Records contained in a dataset:
★ ★ ★ ★
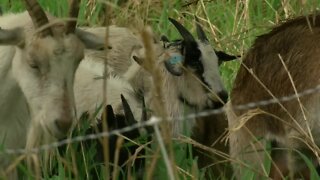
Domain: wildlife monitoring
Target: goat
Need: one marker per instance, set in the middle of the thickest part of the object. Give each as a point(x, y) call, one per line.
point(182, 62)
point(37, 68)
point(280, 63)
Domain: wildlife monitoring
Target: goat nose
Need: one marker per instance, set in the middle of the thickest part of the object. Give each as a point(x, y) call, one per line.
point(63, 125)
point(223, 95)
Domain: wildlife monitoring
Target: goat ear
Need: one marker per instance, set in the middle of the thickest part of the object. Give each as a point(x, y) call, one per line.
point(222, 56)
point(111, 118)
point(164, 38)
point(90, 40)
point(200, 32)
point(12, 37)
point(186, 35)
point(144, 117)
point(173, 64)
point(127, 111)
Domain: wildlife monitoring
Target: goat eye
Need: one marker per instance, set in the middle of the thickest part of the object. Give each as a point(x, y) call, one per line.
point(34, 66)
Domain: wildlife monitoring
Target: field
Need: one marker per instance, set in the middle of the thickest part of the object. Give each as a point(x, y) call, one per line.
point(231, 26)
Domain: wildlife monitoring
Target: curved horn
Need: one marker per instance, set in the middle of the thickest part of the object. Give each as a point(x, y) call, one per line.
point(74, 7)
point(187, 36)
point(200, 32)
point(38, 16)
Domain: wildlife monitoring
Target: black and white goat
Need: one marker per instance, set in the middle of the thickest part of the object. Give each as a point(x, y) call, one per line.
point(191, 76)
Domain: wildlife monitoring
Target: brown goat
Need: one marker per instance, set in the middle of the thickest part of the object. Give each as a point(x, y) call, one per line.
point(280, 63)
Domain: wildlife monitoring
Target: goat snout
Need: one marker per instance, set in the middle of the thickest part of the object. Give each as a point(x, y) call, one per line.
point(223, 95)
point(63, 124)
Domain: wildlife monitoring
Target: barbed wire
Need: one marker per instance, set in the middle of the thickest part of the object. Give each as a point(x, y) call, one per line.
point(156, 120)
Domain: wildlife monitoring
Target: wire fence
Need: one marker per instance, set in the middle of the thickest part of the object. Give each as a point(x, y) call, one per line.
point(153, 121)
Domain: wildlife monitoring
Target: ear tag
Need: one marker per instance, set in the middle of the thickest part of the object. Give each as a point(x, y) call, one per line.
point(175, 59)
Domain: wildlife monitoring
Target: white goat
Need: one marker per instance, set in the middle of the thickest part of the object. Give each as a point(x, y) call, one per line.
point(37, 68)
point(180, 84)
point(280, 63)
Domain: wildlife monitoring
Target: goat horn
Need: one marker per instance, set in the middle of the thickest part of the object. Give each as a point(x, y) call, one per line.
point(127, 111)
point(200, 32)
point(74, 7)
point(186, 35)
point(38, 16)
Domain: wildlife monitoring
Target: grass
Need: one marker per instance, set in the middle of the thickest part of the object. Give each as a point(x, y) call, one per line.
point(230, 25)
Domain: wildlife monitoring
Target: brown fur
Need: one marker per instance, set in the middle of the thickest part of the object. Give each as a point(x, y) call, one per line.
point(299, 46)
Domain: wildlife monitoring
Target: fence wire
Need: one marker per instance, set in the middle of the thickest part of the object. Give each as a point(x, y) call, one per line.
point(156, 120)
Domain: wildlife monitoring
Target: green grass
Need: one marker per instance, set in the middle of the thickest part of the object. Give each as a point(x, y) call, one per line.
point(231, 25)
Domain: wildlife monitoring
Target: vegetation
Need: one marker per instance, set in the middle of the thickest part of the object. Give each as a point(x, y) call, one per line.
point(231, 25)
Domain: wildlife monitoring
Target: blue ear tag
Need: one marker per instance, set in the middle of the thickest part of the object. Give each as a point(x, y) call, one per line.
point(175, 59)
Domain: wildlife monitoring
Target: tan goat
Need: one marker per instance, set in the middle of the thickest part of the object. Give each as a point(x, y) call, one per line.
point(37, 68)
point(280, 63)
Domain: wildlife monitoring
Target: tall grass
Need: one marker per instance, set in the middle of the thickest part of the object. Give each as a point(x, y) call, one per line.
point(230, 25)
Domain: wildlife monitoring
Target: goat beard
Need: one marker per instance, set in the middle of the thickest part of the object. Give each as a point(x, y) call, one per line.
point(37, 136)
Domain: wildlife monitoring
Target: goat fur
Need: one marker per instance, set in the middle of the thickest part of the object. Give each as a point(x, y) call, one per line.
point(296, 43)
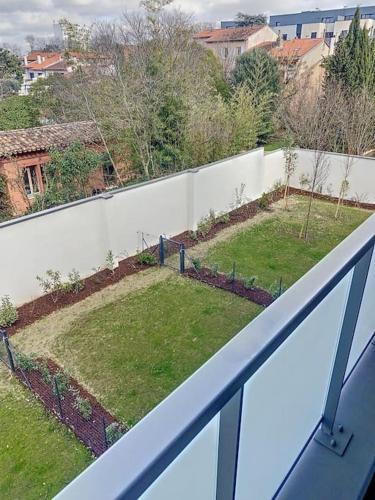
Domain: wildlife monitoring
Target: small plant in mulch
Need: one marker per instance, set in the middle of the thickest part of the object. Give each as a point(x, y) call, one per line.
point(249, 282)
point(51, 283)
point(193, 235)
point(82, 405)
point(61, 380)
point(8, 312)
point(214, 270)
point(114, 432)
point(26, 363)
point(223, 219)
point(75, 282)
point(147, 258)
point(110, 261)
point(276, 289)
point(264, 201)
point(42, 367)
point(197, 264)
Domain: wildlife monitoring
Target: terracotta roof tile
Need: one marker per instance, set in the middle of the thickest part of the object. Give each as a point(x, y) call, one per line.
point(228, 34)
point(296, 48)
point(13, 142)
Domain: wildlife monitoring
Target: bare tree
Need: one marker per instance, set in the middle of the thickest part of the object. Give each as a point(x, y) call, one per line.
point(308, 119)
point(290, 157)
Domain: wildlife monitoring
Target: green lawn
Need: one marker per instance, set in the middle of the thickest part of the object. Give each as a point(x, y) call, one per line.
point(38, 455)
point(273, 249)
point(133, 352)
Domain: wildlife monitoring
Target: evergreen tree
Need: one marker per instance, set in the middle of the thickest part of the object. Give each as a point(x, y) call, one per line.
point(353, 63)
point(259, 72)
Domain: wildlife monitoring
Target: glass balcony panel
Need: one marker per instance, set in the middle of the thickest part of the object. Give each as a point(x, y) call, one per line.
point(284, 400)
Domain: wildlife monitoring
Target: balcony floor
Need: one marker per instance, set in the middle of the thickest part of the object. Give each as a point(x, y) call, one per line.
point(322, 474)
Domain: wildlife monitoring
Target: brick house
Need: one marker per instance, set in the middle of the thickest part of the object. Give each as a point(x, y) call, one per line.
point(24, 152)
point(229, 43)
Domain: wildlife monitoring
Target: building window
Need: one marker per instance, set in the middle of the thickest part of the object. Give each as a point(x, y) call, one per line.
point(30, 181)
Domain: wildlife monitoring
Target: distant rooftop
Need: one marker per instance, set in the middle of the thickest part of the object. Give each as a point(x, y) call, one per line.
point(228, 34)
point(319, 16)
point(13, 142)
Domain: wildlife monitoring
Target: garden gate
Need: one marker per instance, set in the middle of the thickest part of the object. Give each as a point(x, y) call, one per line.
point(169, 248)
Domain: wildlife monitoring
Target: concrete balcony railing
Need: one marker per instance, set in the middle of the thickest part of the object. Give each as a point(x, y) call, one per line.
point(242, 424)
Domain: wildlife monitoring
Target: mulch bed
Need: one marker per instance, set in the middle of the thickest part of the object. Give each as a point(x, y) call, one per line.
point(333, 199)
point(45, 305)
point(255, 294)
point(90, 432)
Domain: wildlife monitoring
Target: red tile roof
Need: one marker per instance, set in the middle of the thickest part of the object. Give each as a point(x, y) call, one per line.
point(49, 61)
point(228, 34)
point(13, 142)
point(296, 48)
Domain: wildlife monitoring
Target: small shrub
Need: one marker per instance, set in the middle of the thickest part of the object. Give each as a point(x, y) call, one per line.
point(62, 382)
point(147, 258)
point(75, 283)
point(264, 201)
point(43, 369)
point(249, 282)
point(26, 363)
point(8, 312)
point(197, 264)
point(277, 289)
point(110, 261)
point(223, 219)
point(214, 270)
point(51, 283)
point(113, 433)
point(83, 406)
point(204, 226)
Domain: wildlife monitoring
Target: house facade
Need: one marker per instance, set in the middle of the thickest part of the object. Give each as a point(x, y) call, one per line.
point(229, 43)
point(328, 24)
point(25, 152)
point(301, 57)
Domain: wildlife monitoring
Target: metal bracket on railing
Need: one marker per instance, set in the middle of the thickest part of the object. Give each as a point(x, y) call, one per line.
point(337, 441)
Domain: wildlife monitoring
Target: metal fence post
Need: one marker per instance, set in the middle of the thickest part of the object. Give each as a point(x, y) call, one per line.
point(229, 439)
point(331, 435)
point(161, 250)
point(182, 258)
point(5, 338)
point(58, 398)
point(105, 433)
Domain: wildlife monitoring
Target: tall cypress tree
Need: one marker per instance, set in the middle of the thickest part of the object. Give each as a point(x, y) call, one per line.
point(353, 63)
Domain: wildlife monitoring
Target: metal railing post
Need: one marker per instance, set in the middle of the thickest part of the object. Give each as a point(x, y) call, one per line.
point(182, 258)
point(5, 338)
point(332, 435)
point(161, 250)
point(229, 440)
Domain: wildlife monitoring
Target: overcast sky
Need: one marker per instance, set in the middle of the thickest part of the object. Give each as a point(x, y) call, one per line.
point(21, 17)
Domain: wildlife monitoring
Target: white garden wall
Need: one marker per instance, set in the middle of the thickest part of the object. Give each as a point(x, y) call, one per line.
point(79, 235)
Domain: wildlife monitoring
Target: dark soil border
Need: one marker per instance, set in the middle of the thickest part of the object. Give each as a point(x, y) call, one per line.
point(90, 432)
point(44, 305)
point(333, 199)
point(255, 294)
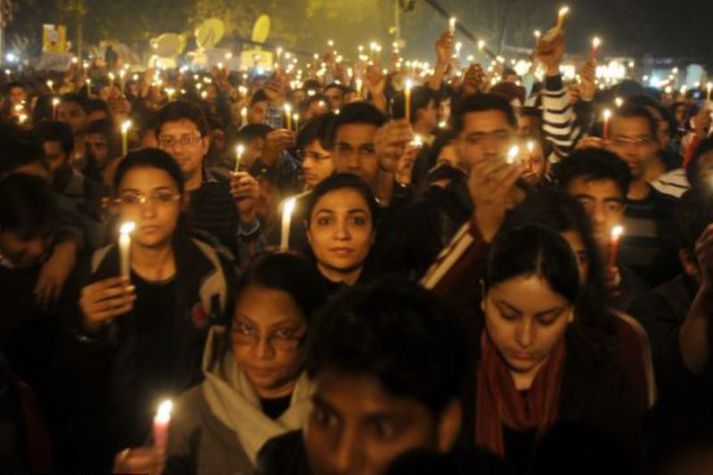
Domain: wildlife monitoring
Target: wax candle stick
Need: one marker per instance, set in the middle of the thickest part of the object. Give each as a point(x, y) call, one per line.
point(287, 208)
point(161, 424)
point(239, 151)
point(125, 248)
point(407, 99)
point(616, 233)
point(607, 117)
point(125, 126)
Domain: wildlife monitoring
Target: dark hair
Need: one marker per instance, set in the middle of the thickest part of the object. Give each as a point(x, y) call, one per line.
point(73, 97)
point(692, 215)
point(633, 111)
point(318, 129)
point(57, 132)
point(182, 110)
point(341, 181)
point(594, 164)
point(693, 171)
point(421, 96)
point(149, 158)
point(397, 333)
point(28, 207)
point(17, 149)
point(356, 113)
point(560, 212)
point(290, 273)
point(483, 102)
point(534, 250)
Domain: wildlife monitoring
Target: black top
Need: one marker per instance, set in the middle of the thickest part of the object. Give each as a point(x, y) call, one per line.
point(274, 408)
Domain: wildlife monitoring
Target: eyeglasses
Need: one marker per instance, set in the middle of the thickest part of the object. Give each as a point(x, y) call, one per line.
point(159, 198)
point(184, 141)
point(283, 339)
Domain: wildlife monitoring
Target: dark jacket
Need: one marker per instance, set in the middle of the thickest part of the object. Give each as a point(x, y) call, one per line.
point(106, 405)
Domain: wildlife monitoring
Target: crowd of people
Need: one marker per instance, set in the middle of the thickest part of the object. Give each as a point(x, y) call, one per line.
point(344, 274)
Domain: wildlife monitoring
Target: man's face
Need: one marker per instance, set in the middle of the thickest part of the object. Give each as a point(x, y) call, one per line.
★ ★ ★ ★
TASK BRIEF: Write out exactly the opening lines of the data, stopping after the line that holds "Target: field". Exclude pictures.

EXPECTED ANSWER:
Domain: wildlife monitoring
Target: goat
Need: one marker per instance, set in the middle of the thickest part of the object. Give each as a point(x, y) call, one per line.
point(182, 62)
point(37, 68)
point(280, 63)
Domain: wildlife monitoring
Target: goat nose
Need: one marker per instance, set in the middle of the thickest part of the object. Give each as a point(x, y) call, one per line.
point(63, 125)
point(223, 95)
Domain: wildlife monitoring
Target: goat ear
Need: one marker per instance, set in the middle of the thickest part of the object. Give each as a point(x, y) call, one per line.
point(222, 56)
point(111, 118)
point(164, 38)
point(90, 40)
point(200, 32)
point(12, 37)
point(186, 35)
point(144, 117)
point(173, 64)
point(127, 111)
Domain: wildlife monitoring
Target: goat eye
Need: one marker per instance, set in the middle of the thickest part of the object. Give each as a point(x, y) call, one per line.
point(34, 66)
Domain: wildlife monitoring
Target: field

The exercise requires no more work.